:: What is being asked ::
Rewrite the material from the line with "Where can the seated man" to the line with "point(229, 460)", putting "planter" in place of "flower pot" and keeping everything else the same.
══ Records for this exercise ══
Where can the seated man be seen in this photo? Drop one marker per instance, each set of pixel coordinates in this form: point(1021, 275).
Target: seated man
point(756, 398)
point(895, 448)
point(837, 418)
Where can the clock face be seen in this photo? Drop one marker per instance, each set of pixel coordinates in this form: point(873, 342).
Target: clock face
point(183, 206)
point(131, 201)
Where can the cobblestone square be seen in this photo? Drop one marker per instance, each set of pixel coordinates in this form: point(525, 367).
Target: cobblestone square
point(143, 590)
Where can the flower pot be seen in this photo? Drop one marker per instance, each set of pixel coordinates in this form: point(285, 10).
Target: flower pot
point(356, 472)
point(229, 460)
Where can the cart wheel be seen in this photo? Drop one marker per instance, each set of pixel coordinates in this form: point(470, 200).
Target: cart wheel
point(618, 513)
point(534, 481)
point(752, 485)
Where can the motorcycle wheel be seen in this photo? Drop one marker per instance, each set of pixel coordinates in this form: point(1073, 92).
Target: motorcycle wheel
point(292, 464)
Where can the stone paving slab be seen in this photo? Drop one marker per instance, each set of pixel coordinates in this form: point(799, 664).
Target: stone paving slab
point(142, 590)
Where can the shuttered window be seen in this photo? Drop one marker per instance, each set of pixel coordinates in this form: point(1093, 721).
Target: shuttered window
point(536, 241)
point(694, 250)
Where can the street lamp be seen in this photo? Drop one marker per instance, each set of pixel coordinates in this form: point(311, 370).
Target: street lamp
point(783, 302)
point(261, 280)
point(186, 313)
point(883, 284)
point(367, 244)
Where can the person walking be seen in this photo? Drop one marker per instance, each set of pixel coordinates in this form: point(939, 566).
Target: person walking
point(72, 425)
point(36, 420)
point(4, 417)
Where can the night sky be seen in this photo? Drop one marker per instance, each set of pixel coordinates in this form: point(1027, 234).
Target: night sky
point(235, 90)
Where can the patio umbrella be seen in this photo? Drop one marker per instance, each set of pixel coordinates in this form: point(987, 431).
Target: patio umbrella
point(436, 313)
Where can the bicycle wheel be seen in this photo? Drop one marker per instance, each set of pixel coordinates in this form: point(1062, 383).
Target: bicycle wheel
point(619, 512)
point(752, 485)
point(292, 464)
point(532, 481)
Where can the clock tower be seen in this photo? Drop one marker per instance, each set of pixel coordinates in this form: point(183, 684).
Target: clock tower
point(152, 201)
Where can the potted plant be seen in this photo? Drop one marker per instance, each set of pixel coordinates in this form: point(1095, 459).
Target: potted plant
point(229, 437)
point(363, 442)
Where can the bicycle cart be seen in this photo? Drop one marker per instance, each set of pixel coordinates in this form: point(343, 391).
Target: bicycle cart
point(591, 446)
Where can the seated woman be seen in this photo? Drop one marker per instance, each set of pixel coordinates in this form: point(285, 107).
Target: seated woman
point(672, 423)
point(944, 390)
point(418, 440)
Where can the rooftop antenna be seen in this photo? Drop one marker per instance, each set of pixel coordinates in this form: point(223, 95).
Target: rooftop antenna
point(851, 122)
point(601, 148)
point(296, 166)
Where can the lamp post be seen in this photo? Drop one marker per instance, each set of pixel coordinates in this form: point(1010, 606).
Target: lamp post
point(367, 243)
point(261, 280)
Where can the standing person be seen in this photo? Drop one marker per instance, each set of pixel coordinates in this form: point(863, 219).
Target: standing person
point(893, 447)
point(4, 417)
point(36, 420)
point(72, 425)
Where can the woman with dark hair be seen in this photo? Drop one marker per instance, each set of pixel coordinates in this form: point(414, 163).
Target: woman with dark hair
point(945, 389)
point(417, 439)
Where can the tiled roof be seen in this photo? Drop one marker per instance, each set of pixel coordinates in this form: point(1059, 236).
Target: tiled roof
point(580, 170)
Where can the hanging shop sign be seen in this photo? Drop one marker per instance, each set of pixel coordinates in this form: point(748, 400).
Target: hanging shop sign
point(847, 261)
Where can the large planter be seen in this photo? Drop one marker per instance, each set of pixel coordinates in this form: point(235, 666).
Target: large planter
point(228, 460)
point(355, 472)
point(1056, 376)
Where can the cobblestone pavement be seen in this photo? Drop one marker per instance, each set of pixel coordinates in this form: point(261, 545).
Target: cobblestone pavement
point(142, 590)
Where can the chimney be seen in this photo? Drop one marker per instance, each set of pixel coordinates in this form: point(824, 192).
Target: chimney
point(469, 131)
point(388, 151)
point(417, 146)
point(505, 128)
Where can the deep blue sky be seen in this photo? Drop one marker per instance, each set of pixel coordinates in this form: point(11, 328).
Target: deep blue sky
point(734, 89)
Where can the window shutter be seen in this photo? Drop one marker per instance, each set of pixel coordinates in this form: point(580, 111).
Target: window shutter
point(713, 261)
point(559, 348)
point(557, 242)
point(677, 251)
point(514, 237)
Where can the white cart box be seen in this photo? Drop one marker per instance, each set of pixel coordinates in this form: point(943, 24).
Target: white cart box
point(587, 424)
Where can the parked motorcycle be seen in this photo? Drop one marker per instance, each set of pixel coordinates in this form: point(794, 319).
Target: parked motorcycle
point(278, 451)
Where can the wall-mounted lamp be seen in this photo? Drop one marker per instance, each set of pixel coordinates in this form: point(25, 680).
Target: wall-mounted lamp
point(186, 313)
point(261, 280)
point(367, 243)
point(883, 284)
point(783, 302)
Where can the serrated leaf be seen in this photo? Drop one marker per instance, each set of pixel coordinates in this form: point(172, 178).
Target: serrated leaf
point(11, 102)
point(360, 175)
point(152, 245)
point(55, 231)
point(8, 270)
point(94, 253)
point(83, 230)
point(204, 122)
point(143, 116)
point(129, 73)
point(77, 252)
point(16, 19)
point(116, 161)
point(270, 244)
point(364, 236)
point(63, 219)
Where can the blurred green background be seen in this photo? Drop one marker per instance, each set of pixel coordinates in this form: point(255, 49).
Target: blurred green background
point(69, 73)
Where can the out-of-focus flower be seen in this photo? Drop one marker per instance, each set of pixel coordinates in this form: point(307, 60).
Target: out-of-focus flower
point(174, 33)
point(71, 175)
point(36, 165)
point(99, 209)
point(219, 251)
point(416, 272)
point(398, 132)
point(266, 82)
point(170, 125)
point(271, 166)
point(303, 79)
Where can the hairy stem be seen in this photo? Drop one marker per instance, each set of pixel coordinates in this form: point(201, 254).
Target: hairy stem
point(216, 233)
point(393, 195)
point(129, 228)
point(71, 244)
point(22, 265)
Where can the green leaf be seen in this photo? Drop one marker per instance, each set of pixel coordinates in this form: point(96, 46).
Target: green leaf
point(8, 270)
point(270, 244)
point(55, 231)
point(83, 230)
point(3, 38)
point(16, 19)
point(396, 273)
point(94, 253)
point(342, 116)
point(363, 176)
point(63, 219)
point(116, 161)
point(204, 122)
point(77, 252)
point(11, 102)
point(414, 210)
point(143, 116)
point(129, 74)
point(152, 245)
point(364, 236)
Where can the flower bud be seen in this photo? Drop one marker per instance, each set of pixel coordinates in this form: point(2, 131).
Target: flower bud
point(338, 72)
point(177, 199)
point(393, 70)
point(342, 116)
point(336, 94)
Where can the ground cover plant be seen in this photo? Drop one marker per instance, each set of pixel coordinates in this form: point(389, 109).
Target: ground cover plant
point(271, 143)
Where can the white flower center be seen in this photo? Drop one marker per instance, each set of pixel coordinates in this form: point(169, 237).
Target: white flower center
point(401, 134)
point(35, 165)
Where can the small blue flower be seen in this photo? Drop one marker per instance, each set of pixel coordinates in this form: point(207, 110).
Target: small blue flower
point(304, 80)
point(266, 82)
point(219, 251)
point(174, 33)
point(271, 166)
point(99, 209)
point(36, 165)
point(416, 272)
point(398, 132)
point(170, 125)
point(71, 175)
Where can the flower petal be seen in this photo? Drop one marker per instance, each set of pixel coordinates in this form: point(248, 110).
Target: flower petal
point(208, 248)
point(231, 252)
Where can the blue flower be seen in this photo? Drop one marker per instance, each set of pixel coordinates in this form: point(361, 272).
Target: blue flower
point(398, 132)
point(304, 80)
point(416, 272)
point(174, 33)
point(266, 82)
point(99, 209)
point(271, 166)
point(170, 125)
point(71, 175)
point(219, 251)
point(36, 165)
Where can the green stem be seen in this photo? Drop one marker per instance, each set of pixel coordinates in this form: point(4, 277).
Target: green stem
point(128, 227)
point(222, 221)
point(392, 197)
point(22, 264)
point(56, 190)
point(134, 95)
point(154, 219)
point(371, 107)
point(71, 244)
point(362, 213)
═══
══ Records for this exercise ══
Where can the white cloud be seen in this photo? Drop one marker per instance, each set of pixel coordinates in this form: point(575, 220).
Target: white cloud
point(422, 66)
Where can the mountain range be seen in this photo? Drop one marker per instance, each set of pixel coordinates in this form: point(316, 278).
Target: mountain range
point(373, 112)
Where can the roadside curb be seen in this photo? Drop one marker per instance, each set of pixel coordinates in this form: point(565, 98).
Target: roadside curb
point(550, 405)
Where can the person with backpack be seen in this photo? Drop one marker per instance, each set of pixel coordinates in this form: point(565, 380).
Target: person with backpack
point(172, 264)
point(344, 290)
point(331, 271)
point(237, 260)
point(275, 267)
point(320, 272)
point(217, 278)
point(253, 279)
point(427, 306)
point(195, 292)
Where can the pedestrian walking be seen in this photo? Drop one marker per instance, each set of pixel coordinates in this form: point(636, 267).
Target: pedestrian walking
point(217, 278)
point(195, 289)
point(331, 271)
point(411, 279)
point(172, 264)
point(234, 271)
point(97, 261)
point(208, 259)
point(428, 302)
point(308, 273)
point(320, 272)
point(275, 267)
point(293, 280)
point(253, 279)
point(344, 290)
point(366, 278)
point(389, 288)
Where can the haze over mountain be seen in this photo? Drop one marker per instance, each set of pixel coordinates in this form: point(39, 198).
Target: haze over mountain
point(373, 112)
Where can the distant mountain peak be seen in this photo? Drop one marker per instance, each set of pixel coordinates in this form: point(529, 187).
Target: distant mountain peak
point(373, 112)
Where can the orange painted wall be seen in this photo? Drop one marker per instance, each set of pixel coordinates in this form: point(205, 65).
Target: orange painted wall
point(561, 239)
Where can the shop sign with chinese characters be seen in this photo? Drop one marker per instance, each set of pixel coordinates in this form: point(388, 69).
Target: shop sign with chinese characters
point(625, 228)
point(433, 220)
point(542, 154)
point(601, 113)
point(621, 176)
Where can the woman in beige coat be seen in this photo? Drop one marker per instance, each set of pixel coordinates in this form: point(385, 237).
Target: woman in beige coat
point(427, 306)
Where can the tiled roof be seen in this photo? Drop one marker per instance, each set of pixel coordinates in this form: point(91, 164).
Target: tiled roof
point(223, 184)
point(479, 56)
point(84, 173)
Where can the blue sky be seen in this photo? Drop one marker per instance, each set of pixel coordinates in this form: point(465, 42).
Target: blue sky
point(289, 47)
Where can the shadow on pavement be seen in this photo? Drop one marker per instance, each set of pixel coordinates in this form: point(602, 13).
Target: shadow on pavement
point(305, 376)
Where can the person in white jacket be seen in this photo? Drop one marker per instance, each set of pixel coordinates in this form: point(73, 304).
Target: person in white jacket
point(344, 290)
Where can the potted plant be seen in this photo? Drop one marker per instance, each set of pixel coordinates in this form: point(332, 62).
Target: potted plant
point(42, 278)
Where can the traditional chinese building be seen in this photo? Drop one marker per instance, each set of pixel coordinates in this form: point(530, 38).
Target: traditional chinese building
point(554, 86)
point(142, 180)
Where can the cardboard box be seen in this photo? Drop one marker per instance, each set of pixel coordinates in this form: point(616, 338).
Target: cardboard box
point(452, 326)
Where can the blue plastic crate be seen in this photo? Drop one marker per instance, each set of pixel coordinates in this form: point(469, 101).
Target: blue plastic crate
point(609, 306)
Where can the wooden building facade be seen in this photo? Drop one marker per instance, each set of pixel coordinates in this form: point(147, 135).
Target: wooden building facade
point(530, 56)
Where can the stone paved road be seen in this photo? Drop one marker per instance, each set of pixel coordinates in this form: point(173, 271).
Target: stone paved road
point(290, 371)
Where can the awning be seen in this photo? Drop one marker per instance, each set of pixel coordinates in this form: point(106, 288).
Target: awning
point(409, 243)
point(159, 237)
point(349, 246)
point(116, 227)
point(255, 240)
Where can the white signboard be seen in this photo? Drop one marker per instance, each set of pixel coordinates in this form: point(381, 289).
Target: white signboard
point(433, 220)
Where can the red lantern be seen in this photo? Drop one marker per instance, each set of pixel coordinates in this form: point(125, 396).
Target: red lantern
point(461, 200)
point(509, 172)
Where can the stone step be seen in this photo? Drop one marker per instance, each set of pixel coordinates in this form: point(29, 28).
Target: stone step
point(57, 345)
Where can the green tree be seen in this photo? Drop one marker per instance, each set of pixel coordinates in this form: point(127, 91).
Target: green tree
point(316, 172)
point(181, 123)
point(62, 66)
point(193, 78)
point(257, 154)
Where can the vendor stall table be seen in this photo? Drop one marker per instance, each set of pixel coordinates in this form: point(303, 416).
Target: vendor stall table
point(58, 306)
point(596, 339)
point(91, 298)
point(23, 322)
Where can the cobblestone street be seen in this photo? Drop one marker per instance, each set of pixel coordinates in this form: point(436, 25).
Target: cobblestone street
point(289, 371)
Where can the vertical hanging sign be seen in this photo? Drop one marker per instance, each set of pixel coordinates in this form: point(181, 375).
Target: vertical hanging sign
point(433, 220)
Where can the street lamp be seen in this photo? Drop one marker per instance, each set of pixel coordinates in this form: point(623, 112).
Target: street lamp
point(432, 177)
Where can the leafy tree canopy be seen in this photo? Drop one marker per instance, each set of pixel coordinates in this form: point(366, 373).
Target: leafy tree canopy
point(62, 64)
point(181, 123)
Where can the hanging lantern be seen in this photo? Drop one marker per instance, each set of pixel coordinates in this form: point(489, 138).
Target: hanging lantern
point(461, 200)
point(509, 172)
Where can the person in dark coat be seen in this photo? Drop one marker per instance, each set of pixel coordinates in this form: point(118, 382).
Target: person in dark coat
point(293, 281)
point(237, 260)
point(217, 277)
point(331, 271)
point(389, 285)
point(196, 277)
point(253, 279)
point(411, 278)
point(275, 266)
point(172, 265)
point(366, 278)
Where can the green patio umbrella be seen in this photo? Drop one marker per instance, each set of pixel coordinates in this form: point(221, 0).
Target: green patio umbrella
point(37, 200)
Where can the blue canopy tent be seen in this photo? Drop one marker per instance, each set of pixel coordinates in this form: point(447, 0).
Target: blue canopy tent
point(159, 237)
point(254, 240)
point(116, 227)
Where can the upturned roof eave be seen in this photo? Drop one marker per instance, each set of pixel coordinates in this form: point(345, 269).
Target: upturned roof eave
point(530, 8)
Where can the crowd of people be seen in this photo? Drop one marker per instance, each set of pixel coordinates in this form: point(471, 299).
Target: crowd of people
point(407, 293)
═══
══ Records for this exercise ══
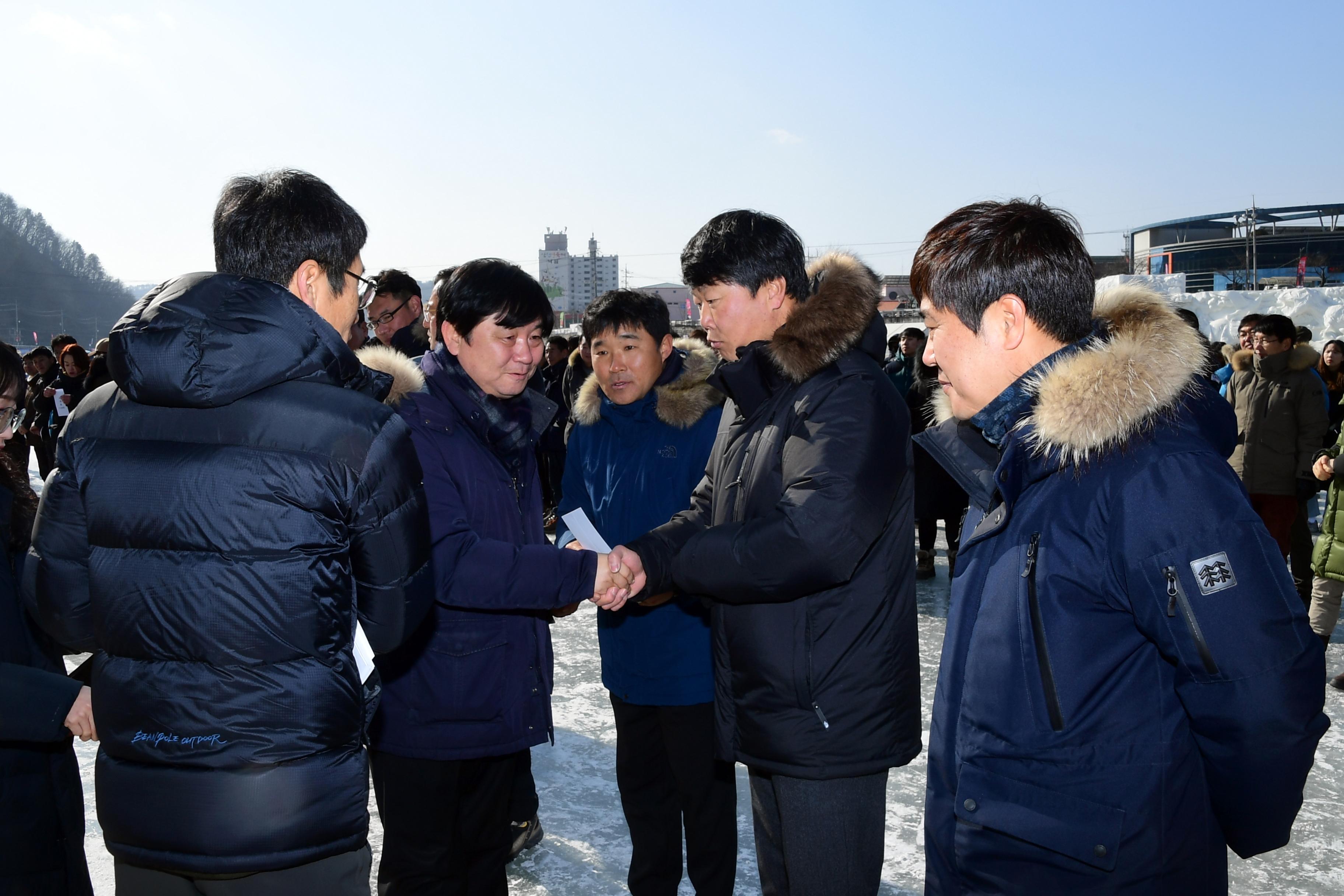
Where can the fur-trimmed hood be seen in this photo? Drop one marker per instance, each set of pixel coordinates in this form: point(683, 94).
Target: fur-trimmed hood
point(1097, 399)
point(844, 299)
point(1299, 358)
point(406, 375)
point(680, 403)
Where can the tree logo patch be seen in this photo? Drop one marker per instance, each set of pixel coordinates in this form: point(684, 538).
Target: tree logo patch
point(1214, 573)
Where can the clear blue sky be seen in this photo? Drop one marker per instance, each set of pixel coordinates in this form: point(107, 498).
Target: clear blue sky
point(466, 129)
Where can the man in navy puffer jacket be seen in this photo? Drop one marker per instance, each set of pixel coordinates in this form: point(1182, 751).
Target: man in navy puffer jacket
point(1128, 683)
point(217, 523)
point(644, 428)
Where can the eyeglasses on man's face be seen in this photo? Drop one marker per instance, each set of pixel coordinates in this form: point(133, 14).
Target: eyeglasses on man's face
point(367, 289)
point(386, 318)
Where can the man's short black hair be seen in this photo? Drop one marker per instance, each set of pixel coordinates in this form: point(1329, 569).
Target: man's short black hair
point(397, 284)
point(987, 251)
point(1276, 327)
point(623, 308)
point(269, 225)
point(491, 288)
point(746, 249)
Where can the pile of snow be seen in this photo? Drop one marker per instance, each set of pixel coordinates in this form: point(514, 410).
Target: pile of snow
═══
:: Correct result ::
Where can the seated man be seen in this photo? Drop one marker per instance, each set of pixel coordinates in this form: point(1021, 275).
Target: seated man
point(756, 398)
point(895, 448)
point(837, 418)
Where can the clock face be seen in this photo? Drop one marker per instance, each set of pixel coordinates in this form: point(873, 342).
Target: clock face
point(183, 206)
point(131, 201)
Where can the cobblestone square be seen in this photo? Drop one marker per instance, each set of pixel coordinates in this form: point(525, 367).
Target: cobblestone square
point(143, 590)
Where can the planter be seen in this photo? Drop one marker per instance, each set of pixel coordinates in this form: point(285, 10).
Target: planter
point(356, 472)
point(229, 460)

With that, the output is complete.